### EXTRACT PROVIDED:
++++++++++++++++++++
I was invited to speak at the Young European Federalists rally/conference as a representative of AEIP and CTOE. I spoke about CoFoE’s proposals on Migration, and the need for a generous and inclusive citizenship definitions.

The context

Migration is an issue of some controversy as we well know in the UK. It is one of the few policy areas where racism is seen as a legitimate policy design goal. For the EU there are two countervailing political forces, both having some age now. The EU or its predecessor was founded as a response to the 2nd World War and its consequent movements of people primarily as refugees or asylum seekers. The second is the massive post-colonial legacies held by so many of the member states many of which are ex-empires, although some seem to have recovered from these influences more rapidly than others. I said at the meeting that I’d be happy to learn from others about their colonial pasts, but the list is longer than the obvious.

Given the technical problem solving nature of CoFoE the proposals need to be judged in the light of scope of the issue. Immigrants are, workers, refugees, family members or students. Counting students as immigrants is a subject of argument. The European economies need migrant workers. If they don’t come, work doesn’t get done. It’s not just the taxes, it’s the output. The domestic demand for migrant labour is demand led, if they are stopped, then the work they seek doesn’t get done. Refugees and asylum seekers are fleeing for their lives, escaping war or oppressive regimes who may be seeking to kill them for their sexuality, or political opinions. Legally and morally we owe refugees a duty of care and should be proud they choose our countries of places of safety. I can’t comment on other countries but the UK has been busy making it hard for its citizens to pass their nationality onto spouses and even to children. It is hard to bring spouse to the UK, i.e. if you want to marry a foreigner, you may have to live in their country.   Students shouldn’t be counted in the immigration numbers.

We have missed one opportunity as I note the EU’s shameful partial response to the UN Global Compact on Immigration, ; it was a missed opportunity to show a united, world leadership on this critical issue. It shows the resistance in the the political leadership in the EU which may be characterised as specific to a limited number of member states but racist popularism is embedded across the Union.
++++++++++++++++++++
Data entries
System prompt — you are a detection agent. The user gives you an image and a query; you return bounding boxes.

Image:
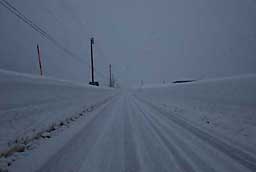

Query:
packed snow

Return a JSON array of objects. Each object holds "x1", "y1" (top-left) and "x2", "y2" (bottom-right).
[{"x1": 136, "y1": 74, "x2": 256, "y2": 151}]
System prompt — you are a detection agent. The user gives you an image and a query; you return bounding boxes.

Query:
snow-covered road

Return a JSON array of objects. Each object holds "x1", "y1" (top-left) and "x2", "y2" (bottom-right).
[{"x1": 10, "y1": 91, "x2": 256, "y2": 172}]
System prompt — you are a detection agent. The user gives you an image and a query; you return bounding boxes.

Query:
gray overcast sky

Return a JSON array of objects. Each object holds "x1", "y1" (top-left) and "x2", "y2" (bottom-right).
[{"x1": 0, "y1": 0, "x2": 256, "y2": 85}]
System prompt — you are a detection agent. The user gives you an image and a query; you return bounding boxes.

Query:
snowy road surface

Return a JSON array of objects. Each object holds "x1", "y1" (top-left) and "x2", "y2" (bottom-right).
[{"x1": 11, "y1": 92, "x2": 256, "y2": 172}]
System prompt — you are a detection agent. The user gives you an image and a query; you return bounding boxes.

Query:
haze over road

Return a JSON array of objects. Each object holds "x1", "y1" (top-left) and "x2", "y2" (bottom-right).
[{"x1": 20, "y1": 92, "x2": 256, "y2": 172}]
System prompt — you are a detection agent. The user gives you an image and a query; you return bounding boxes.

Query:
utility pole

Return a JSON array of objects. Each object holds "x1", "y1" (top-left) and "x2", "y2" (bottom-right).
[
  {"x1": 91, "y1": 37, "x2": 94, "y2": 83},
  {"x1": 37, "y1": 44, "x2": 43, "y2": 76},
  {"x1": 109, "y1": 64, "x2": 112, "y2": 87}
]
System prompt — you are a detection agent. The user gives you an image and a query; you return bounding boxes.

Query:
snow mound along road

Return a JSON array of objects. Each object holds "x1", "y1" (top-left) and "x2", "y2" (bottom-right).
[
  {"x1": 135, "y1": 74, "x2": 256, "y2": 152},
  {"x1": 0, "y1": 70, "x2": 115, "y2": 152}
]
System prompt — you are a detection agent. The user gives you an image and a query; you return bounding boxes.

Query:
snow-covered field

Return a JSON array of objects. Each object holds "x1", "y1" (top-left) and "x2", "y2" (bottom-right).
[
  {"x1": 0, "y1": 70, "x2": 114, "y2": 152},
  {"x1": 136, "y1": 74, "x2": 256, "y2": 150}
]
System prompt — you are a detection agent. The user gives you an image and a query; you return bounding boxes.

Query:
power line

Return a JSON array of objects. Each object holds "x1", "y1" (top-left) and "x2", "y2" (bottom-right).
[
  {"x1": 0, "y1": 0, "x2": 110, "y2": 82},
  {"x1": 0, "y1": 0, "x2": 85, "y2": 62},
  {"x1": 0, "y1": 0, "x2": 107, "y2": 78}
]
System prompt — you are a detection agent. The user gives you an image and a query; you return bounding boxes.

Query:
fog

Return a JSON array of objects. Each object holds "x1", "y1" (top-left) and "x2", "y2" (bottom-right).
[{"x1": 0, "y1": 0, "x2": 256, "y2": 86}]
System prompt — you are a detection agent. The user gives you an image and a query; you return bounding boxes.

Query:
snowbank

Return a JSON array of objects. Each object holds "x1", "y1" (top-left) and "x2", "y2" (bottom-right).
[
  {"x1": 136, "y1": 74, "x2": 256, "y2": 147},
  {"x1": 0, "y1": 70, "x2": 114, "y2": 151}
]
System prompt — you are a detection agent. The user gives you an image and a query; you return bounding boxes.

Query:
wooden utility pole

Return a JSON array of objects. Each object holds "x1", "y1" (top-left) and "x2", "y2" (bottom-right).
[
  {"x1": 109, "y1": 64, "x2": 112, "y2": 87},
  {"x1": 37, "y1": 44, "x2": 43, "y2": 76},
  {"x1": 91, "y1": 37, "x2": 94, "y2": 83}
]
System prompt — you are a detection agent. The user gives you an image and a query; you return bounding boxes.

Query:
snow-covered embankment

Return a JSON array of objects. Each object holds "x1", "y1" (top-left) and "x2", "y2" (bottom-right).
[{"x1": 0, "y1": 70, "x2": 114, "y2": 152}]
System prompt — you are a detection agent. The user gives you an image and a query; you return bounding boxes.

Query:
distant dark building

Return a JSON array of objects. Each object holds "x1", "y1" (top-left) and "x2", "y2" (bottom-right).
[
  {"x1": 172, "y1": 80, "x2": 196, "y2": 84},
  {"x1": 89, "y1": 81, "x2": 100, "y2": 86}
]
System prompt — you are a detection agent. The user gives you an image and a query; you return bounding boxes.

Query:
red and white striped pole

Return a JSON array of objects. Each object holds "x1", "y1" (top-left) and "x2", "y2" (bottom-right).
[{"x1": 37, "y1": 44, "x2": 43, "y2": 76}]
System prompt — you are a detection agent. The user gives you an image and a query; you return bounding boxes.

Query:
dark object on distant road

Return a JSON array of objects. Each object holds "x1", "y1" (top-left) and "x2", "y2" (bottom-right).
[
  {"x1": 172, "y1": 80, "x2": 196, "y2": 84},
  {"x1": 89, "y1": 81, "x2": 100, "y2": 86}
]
++++++++++++++++++++
### PROMPT:
Answer these questions using the migration piece:
(a) Which two organizations did the speaker represent at the Young European Federalists rally/conference?
(b) What four groups does the piece say immigrants are?
(c) How does the piece describe the EU's response to the UN Global Compact on Immigration?

### FINISHED EXERCISE:
(a) AEIP and CTOE.
(b) Workers, refugees, family members and students.
(c) It calls it a shameful, partial response and a missed opportunity to show united world leadership on the issue.